> [WORK ITEM] Please restate the entries verbatim. The copy should hold no pictures.

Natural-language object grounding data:
= = =
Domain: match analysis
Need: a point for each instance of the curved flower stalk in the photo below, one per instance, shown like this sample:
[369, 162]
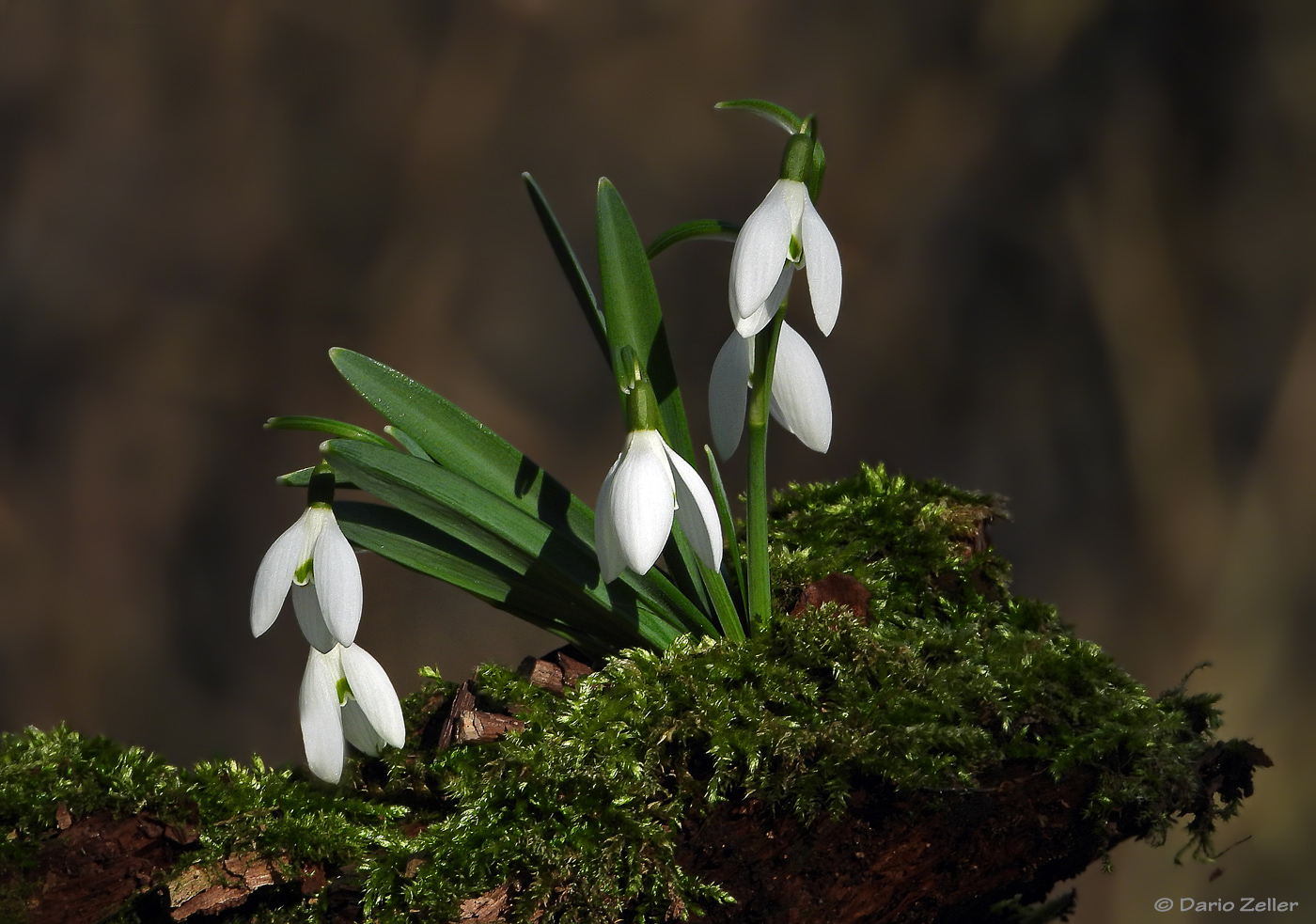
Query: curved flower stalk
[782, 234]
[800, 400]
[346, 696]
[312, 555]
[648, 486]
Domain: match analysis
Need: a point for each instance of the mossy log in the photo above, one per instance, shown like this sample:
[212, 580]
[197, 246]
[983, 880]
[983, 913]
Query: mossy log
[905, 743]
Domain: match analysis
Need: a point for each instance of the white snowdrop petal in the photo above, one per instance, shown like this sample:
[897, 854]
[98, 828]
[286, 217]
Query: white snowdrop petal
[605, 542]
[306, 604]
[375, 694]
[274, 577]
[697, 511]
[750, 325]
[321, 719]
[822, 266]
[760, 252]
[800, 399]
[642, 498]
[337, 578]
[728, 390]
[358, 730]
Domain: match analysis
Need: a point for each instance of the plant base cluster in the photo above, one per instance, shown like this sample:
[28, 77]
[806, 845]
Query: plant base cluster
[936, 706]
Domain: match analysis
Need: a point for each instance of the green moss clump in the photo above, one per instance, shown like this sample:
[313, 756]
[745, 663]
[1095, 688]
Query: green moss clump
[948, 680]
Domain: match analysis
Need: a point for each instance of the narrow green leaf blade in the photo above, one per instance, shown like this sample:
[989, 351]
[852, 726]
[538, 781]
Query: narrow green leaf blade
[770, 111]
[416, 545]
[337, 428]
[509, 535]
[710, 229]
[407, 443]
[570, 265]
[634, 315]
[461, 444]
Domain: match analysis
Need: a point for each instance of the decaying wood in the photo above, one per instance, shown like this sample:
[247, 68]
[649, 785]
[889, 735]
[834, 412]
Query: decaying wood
= = =
> [ANSWER FOR THE TASK]
Domain: match analysis
Need: a point for each instance of the curved flower stalk in the photo below, one per instance, shown like this sample:
[369, 162]
Query: curved flower stalk
[782, 234]
[800, 400]
[346, 696]
[312, 555]
[648, 486]
Domain: match analysis
Need: a point for each instance of the mossy log in the photo above, one per instance, shown like this sample:
[212, 580]
[197, 246]
[983, 880]
[983, 913]
Query: mossy log
[905, 743]
Domain: match analysis
Need: a point for each instance of the white snowdrop petal in the photo above, one per instance, shown like this sample:
[897, 854]
[98, 828]
[286, 217]
Query: white snowdrop petal
[605, 542]
[306, 604]
[375, 694]
[274, 577]
[697, 511]
[750, 325]
[321, 719]
[822, 266]
[760, 252]
[800, 399]
[642, 498]
[337, 578]
[728, 390]
[358, 730]
Domain: match analysis
Need: a point for each instance of the plant base cluster in the photo above, one per instance, shown like this sample:
[28, 77]
[806, 845]
Query: plant base cluster
[936, 706]
Domain: match analysis
Need: a point for each instance of the green moss clump in the photo above, one per instance, shown like this sample:
[313, 756]
[745, 663]
[1095, 688]
Query: green moss clump
[948, 680]
Domain: match analysis
Need: a point for each instance of the narrow green leaf blade in the photo above, one per instance, shown like this sample:
[989, 351]
[852, 726]
[538, 781]
Query: narrow green leaf blade
[770, 111]
[416, 545]
[337, 428]
[509, 535]
[710, 229]
[407, 443]
[570, 265]
[634, 315]
[461, 444]
Domain: match analysis
Need: a point for each instance of the decaying wood in the photo above, one per instance, shown like this sample:
[247, 68]
[649, 785]
[889, 735]
[834, 412]
Query: decaying wood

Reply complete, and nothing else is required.